Dataset excerpts on object pointing
##############################

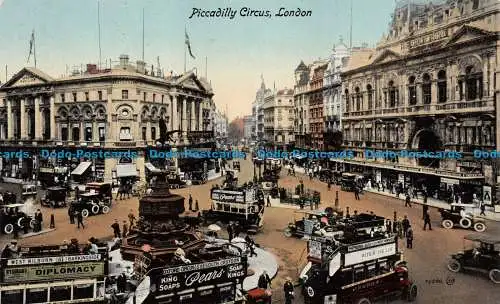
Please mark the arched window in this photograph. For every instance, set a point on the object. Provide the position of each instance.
(412, 91)
(370, 96)
(473, 83)
(358, 99)
(426, 89)
(441, 86)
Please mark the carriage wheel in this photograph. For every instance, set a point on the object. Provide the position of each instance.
(8, 229)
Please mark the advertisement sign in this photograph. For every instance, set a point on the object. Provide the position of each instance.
(55, 260)
(487, 195)
(374, 253)
(172, 279)
(228, 196)
(64, 271)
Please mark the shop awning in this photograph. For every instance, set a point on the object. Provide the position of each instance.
(152, 168)
(126, 170)
(82, 167)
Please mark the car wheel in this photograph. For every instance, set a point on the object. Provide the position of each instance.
(465, 223)
(454, 266)
(412, 293)
(495, 275)
(105, 209)
(364, 301)
(8, 229)
(448, 224)
(480, 227)
(95, 209)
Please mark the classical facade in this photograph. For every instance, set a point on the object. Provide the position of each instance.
(116, 109)
(429, 86)
(279, 118)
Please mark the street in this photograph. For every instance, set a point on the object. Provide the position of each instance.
(427, 260)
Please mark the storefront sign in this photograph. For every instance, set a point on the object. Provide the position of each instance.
(370, 244)
(173, 279)
(55, 260)
(228, 196)
(426, 39)
(361, 256)
(53, 272)
(450, 181)
(487, 195)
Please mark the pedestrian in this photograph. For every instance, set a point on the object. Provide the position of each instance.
(79, 219)
(71, 214)
(230, 231)
(264, 281)
(289, 291)
(116, 229)
(483, 209)
(125, 228)
(409, 238)
(425, 208)
(405, 223)
(408, 200)
(427, 221)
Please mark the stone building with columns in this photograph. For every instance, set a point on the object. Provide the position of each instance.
(116, 109)
(429, 85)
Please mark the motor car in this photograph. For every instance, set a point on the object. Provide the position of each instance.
(13, 216)
(484, 258)
(54, 197)
(91, 203)
(457, 217)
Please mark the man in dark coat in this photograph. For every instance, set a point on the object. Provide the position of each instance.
(427, 221)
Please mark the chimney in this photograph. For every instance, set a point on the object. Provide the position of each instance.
(141, 67)
(123, 61)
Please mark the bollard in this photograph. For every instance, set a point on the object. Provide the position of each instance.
(52, 221)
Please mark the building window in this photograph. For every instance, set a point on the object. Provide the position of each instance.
(88, 134)
(76, 134)
(370, 96)
(392, 95)
(442, 86)
(64, 134)
(473, 84)
(426, 89)
(412, 91)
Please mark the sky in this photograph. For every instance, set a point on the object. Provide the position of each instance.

##############################

WHAT TO WORK ON
Locate the line that contains "Please mark the stone". Repeat it and every line after it, up to and including the final line, exactly.

REPLY TO THE EXERCISE
Please mark the stone building with columns in this photograph. For every instance, set a point on the object. Provide the position of each instance.
(116, 109)
(429, 85)
Please mark the motor car in this photograph. For every instance, set a point on the object. Provide the position of each instance.
(13, 216)
(484, 258)
(54, 197)
(91, 203)
(457, 217)
Please mark the man in dark coat in this photograph. For every instance, set a point on the object. Provide the position of each instance.
(427, 221)
Please mark the chimney in this photograph. For every instance, set a point on the object. Provide the position of each instance.
(141, 67)
(123, 61)
Please mark the bollard in this photograph. For every instance, set a point on the object. Provide the position of each instance.
(52, 221)
Please mark the building window in this photograph. For every instance, set a point on the object. Provide the position of each instance.
(88, 134)
(76, 134)
(370, 96)
(392, 95)
(442, 86)
(64, 134)
(473, 84)
(426, 89)
(412, 91)
Please mark the sky in this photograph. For every instance, set a point on the object. Provide the position of each instance.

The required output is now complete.